## ЗАДАНИЕ
Какой актер, согласно фрагменту о трагедиях Софокла, играл роль Креонта?

## ФРАГМЕНТ ТЕКСТА
____________

Он блестит золотом, в его руках сила и власть, поэтому труднее заметить, что и он тоже трагически одинок. Его одиночество еще страшнее: одиночество Антигоны мнимое, ведь на ее стороне Гемон, Тиресий, хор, только она этого не знает, а Креонт знает, что никто не одобряет его решений и поступков. Креонт не только нападает на других, но и сам постоянно подвергается нападению, пока в конце, потерпев поражение, он не вынужден признать, что не был разумен (1339), что был и есть ничто (1325). Таким образом, эту драму можно считать трагедией не только Антигоны, но и Креонта. Однако роль Креонта, видимо, не представлялась Софоклу значительной или трудной, поскольку властителя играл не протагонист и не второй, а третий актер (Demosth. XIX 247). Хотя Креонт много говорит (он произносит более, чем треть всего текста [45, 74]), его слова произносить не трудно, потому что он весьма односторонний и недалекий защитник, а также последовательный исполнитель своих приказов, которые, как ему кажется, проповедуют и охраняют порядок. Однако Гемон предупреждает отца, что пренебрежение мнением граждан, негибкость, неспособность признать свои ошибки — признаки тирании, не имеющей перспективы (734—739).
В старости26 вернувшись к тому же самому мифу, Софокл в трагедии «Тиран Эдип», или, как принято переводить, «Царь Эдип», показывает, что могут быть и другие тираны. Эдип в этой трагедии — прекрасный правитель и идеальный гражданин: он все время думает об интересах полиса, живет во благо государства. Когда начался мор, он больше, чем другие фиванцы, мучается и страдает27, потому что он беспокоится не только за свою жизнь, но и за всех (60—64). Пришедший к Эдипу просить о помощи жрец Зевса узнает, что Эдип уже позаботился послать Креонта в Дельфы спросить Аполлона, как избавиться от напасти. Когда же прорицатель Тиресий сказал, что разгадка Эдипом загадки сфинкса была началом гибели его самого, Эдип не колеблясь ответил: «Я город спас, о прочем не забочусь» (443). Жители Фив благодарны Эдипу за победу над сфинксом, почитают его за заботу о делах города, спешат к нему, когда приходит новое несчастье. «С бессмертными тебя я не равняю, — / Как и они, прибегшие к тебе, — / Но первым человеком в бедах жизни / Считаю и в общении с богами», — говорит жрец Зевса, пришедший вместе с народом к Эдипу (34). Таким образом, Эдип считает себя и считается другими счастливым человеком. К сожалению, в трагедии все тотчас переворачивается вверх ногами, счастье Эдипа заканчивается, и в конце драмы хор предупреждает:
Значит, смертным надо помнить о последнем нашем дне,
И назвать счастливым можно, очевидно, лишь того,
Кто достиг предела жизни, в ней несчастий не познав.

____________

## ВЫДЕРЖКИ ИЗ СПИСКА
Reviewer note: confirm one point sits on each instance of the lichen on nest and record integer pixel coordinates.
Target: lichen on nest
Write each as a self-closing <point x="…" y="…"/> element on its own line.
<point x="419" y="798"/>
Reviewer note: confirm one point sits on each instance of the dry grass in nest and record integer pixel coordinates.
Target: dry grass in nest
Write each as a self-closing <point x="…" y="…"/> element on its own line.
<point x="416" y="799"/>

____________

## ОТВЕТ
Третий актер: не протагонист и не второй.